MATERIAL TO PROCESS
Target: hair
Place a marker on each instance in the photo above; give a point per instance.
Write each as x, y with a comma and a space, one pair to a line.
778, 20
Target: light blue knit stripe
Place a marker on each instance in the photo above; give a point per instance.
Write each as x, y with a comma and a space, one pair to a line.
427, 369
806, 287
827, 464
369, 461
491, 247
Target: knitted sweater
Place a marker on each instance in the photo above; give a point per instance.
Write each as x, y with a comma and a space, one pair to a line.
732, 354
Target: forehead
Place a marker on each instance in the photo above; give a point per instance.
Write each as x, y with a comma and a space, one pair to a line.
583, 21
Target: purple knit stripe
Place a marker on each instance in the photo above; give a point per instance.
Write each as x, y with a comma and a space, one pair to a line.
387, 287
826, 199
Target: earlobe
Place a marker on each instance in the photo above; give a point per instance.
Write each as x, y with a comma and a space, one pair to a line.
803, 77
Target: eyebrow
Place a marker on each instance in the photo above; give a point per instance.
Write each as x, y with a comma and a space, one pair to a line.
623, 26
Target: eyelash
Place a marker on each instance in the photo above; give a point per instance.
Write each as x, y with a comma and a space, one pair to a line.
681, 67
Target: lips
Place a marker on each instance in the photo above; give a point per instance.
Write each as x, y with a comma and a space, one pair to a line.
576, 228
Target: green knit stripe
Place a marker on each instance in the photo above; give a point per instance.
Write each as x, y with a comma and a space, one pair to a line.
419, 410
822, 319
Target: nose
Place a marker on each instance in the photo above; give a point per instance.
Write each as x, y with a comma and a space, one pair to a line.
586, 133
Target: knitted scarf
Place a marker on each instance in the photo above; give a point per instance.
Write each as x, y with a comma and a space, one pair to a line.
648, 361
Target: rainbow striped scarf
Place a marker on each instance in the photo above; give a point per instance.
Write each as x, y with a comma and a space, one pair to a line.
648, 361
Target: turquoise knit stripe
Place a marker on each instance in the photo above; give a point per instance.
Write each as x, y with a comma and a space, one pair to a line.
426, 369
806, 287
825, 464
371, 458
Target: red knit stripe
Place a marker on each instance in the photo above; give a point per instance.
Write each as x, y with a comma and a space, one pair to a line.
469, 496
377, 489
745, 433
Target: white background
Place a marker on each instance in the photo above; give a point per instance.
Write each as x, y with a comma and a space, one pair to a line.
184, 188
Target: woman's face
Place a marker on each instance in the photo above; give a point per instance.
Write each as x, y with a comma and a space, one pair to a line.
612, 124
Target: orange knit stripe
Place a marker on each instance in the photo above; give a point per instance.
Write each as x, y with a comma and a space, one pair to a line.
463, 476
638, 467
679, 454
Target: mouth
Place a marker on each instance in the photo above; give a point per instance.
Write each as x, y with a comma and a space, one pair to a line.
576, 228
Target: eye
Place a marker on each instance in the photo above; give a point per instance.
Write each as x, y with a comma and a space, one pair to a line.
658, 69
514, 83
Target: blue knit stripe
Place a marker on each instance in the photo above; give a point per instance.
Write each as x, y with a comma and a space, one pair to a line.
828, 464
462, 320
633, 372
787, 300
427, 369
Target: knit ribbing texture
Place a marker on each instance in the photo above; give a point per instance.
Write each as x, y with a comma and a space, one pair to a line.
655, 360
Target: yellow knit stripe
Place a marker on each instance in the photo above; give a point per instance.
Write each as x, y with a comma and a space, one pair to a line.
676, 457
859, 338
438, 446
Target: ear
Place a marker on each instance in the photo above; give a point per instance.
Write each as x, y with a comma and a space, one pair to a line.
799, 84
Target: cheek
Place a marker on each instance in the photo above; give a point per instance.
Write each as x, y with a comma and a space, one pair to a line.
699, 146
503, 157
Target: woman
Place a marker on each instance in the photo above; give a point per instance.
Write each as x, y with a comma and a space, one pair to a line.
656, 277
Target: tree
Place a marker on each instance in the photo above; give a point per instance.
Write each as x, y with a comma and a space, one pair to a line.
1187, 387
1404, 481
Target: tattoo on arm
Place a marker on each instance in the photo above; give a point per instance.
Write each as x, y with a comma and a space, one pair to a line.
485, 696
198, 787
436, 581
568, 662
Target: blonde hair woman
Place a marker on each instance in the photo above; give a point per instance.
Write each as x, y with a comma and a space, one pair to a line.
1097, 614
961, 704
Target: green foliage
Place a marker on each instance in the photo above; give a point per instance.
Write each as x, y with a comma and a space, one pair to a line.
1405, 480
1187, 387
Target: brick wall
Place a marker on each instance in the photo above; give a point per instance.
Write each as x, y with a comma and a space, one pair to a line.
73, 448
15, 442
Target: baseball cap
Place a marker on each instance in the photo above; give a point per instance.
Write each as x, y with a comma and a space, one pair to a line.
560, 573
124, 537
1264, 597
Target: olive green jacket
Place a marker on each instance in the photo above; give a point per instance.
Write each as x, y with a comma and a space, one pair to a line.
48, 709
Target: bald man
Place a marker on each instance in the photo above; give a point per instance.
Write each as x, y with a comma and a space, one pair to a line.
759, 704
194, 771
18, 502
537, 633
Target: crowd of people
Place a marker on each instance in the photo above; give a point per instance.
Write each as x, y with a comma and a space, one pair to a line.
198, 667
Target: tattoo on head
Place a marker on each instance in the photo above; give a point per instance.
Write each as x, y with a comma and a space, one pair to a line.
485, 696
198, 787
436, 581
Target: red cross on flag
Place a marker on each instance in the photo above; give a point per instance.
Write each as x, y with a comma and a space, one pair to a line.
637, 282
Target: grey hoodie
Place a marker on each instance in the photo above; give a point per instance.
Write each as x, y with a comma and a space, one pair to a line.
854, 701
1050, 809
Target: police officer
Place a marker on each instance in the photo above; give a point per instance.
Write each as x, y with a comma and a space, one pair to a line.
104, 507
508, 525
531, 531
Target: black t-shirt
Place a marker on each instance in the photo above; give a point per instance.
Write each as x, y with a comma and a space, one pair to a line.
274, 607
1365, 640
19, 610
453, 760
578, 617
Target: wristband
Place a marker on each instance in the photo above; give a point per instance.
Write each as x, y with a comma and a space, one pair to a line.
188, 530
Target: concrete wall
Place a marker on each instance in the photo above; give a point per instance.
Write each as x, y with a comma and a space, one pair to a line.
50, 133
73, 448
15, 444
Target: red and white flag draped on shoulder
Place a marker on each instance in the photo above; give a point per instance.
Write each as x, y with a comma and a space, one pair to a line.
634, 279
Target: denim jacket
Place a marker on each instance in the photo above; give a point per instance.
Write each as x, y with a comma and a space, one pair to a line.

WHAT YOU HAVE TO DO
Print the line containing "Target: wristband" and every line after it to the end of the records above, exactly as written, and nothing else.

CORRECT ANSWER
Target: wristband
Place a marker on each instance in the photo above; give a point per instance.
Write each as x, y with a comma and a space, one pair to a line.
188, 530
Target: concrete wall
Place a marker on each instance in the photo above; give a point per instance.
Write each as x, y with a comma and a space, one pair to a line.
50, 133
73, 448
15, 444
Target: red and white flag draped on shoulder
Place a marker on each instance in the photo above; give a point per instance.
Write each as x, y with a comma and a space, one pair to a line.
634, 279
Target: denim jacket
Place a marker on each instance in the photo above; give a point per instance.
Write each as x, y with a comma and a space, one pair to a line.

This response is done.